* [HOW TO COMPLETE THIS TASK]: Search the records for the word "instance". Copy every line where it appears.
= = = = =
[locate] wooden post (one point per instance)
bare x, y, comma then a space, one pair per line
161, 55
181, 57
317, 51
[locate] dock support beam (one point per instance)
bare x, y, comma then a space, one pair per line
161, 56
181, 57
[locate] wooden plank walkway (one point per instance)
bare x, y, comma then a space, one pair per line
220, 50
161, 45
= = = = =
* [EXERCISE ANSWER]:
[locate] wooden post (one point per instance)
[locate] dock support beam (one point per instance)
[locate] wooden plank walkway (one point per instance)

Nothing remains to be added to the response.